Lines of data:
____

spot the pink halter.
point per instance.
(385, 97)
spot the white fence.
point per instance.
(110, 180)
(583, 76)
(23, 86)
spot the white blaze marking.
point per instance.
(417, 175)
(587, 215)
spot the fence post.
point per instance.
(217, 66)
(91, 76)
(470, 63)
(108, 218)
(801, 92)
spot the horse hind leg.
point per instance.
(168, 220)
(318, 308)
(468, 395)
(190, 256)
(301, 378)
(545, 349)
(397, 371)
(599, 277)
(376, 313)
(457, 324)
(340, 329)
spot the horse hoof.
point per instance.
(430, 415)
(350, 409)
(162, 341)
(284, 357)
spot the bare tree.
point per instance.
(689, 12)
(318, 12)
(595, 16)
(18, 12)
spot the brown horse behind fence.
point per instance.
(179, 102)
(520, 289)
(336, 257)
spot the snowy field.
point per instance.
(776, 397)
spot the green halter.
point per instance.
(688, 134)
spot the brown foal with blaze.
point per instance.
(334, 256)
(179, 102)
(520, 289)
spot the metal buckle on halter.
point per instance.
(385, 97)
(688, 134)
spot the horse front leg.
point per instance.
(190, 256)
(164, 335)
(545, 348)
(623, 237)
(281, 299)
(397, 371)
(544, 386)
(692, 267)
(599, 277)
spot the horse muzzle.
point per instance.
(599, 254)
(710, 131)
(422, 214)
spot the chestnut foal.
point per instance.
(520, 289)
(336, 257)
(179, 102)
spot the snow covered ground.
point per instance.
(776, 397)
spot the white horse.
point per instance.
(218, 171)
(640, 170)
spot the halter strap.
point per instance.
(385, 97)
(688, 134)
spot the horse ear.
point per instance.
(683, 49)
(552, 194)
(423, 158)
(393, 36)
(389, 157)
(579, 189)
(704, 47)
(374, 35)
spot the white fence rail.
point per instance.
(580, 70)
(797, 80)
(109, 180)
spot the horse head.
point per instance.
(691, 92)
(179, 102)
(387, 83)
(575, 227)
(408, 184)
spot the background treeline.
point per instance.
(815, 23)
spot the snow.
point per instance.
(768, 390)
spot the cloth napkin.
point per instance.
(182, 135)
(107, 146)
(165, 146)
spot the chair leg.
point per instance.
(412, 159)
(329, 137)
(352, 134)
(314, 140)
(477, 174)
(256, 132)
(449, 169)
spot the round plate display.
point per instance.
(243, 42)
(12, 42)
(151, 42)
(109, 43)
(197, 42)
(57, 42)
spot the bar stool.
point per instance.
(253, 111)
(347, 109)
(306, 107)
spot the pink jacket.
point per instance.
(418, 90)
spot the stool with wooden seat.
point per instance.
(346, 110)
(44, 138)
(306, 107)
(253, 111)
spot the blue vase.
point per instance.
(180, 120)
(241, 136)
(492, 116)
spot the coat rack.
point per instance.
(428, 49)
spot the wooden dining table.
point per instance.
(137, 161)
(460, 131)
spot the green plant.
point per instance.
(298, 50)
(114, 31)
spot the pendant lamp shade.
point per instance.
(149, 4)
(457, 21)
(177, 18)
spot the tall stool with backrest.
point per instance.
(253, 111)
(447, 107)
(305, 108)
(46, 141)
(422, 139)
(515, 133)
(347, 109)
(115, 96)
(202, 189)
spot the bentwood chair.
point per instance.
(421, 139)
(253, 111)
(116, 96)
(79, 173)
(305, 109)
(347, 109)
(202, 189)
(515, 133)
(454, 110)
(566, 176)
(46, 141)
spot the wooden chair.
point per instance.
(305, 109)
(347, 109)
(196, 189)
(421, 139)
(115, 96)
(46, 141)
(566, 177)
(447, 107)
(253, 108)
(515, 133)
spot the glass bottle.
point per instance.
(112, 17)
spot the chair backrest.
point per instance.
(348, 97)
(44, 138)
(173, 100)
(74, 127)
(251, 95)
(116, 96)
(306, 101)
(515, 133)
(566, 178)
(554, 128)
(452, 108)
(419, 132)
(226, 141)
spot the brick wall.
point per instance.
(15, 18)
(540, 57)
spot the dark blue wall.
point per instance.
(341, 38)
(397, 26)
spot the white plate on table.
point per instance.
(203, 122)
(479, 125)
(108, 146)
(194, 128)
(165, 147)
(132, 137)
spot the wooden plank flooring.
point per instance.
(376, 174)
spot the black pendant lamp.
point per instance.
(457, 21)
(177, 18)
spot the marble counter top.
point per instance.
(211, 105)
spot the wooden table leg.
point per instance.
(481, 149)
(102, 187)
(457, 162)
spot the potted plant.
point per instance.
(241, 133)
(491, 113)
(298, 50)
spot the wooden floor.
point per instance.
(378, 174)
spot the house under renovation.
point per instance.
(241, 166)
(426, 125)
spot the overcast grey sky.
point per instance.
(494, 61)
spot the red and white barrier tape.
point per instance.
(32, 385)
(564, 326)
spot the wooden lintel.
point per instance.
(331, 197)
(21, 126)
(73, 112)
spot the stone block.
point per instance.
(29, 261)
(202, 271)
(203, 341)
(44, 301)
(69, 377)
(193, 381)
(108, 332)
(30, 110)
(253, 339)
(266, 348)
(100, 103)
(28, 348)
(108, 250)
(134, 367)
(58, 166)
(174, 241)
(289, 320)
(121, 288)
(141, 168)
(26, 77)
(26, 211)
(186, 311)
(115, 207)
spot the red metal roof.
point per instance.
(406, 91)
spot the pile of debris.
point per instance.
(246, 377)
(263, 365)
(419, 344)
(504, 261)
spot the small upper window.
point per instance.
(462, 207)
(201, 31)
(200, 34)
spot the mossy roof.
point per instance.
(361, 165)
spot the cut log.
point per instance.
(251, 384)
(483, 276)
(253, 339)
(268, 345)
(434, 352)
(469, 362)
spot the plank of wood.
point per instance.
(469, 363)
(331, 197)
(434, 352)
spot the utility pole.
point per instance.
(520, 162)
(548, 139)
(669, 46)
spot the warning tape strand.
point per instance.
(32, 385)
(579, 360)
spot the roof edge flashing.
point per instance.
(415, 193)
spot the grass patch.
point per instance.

____

Aim: Quote each line of the listing above exactly.

Problem solution:
spot the pink halter.
point per instance.
(385, 97)
spot the white fence.
point per instance.
(110, 180)
(583, 76)
(23, 86)
spot the white blaze marking.
point per instance.
(417, 175)
(587, 215)
spot the fence post.
point per instance.
(217, 66)
(91, 76)
(470, 63)
(108, 218)
(801, 92)
spot the horse hind leg.
point per instance.
(168, 220)
(318, 308)
(468, 395)
(190, 256)
(301, 378)
(545, 349)
(397, 371)
(599, 277)
(376, 313)
(457, 324)
(340, 329)
spot the horse hoof.
point per instance.
(430, 415)
(350, 409)
(162, 341)
(284, 357)
spot the bare tree.
point per instance.
(689, 12)
(318, 12)
(595, 16)
(18, 12)
spot the brown horse behind fence.
point per instance.
(179, 102)
(520, 289)
(336, 257)
spot the snowy field.
point per instance.
(776, 397)
spot the green halter.
point per instance.
(688, 134)
spot the brown foal with blaze.
point per instance.
(334, 256)
(179, 102)
(520, 289)
spot the metal buckle on halter.
point per instance.
(385, 97)
(688, 134)
spot the horse front leg.
point per instance.
(190, 256)
(164, 335)
(545, 348)
(623, 237)
(281, 299)
(397, 371)
(544, 386)
(692, 267)
(599, 277)
spot the horse muzzle.
point per instance.
(599, 254)
(710, 131)
(422, 214)
spot the chestnut foal.
point per instance.
(520, 289)
(336, 257)
(179, 102)
spot the snow covered ground.
point per instance.
(776, 397)
spot the white horse.
point per instance.
(218, 171)
(640, 170)
spot the halter strap.
point per instance.
(385, 97)
(688, 134)
spot the horse ear.
point per instance.
(683, 49)
(552, 194)
(423, 158)
(393, 36)
(389, 157)
(579, 189)
(704, 47)
(374, 35)
spot the white fence rail.
point per instance.
(580, 70)
(797, 80)
(109, 180)
spot the horse head.
point per instance.
(691, 92)
(179, 102)
(387, 83)
(575, 227)
(408, 184)
spot the background treeline.
point per instance.
(815, 23)
spot the snow.
point per instance.
(768, 390)
spot the cloth napkin.
point per instance.
(182, 135)
(107, 146)
(165, 146)
spot the chair leg.
point per instance.
(412, 159)
(329, 137)
(352, 134)
(314, 140)
(477, 174)
(256, 132)
(449, 169)
spot the round plate display.
point per instance.
(243, 42)
(12, 42)
(151, 42)
(109, 43)
(197, 42)
(57, 42)
spot the bar stool.
point per instance.
(253, 111)
(347, 109)
(306, 107)
spot the pink jacket.
point per instance.
(418, 90)
spot the stool with wooden seat.
point per instance.
(346, 110)
(44, 138)
(306, 107)
(253, 111)
spot the blue vase.
point per instance.
(180, 120)
(241, 136)
(492, 116)
spot the coat rack.
point per instance.
(428, 49)
spot the wooden dining table.
point per instance.
(137, 161)
(460, 131)
spot the green plant.
point per instance.
(298, 50)
(114, 31)
spot the pendant lamp shade.
point per instance.
(149, 4)
(457, 21)
(177, 18)
spot the tall stool with backrest.
point per instance.
(253, 111)
(447, 107)
(305, 108)
(46, 141)
(422, 139)
(515, 133)
(347, 109)
(115, 96)
(202, 189)
spot the bentwood chair.
point per instance.
(421, 139)
(253, 111)
(116, 96)
(79, 173)
(305, 109)
(347, 109)
(202, 189)
(515, 133)
(454, 110)
(566, 176)
(46, 141)
spot the wooden chair.
point per instance.
(305, 109)
(347, 109)
(196, 189)
(421, 139)
(115, 96)
(46, 141)
(566, 177)
(447, 107)
(253, 108)
(515, 133)
spot the glass bottle.
point per instance.
(112, 17)
spot the chair backrest.
point per instance.
(348, 97)
(44, 138)
(173, 100)
(74, 127)
(251, 95)
(116, 96)
(306, 101)
(515, 133)
(566, 178)
(554, 128)
(452, 108)
(419, 132)
(226, 141)
spot the brick wall.
point per instance.
(15, 18)
(540, 57)
spot the dark blue wall.
point per instance.
(341, 38)
(397, 26)
spot the white plate on table.
point per instance.
(203, 122)
(479, 125)
(108, 146)
(194, 128)
(165, 147)
(132, 137)
spot the wooden plank flooring.
point per instance.
(376, 174)
spot the black pendant lamp.
point per instance.
(457, 21)
(177, 18)
spot the marble counter top.
point per instance.
(211, 105)
spot the wooden table leg.
point per instance.
(481, 149)
(102, 187)
(457, 162)
spot the potted plant.
point per instance.
(241, 133)
(491, 113)
(298, 50)
spot the wooden floor.
point per instance.
(378, 174)
spot the house under renovation.
point per instance.
(241, 166)
(426, 125)
spot the overcast grey sky.
point per instance.
(494, 61)
spot the red and white barrier tape.
point per instance.
(32, 385)
(564, 326)
spot the wooden lintel.
point per instance.
(331, 197)
(21, 126)
(73, 112)
spot the stone block.
point per instance.
(29, 261)
(202, 271)
(203, 341)
(44, 301)
(69, 377)
(193, 381)
(108, 332)
(30, 110)
(253, 339)
(266, 348)
(100, 103)
(28, 348)
(108, 250)
(134, 367)
(58, 166)
(174, 241)
(289, 320)
(121, 288)
(141, 168)
(26, 77)
(26, 211)
(186, 311)
(115, 207)
spot the red metal roof.
point per instance.
(406, 91)
spot the pile of debris.
point per instance.
(246, 377)
(263, 365)
(419, 344)
(504, 261)
spot the small upper window.
point per instance.
(462, 207)
(201, 31)
(200, 34)
spot the mossy roof.
point per instance.
(361, 165)
spot the cut log.
point per instance.
(251, 384)
(483, 276)
(253, 339)
(268, 345)
(434, 352)
(469, 362)
spot the plank of wood.
point per instance.
(469, 363)
(331, 197)
(434, 352)
spot the utility pole.
point per instance.
(520, 162)
(548, 139)
(669, 46)
spot the warning tape strand.
point per instance.
(32, 385)
(579, 360)
spot the roof edge flashing.
point per instance.
(415, 193)
spot the grass patch.
point per instance.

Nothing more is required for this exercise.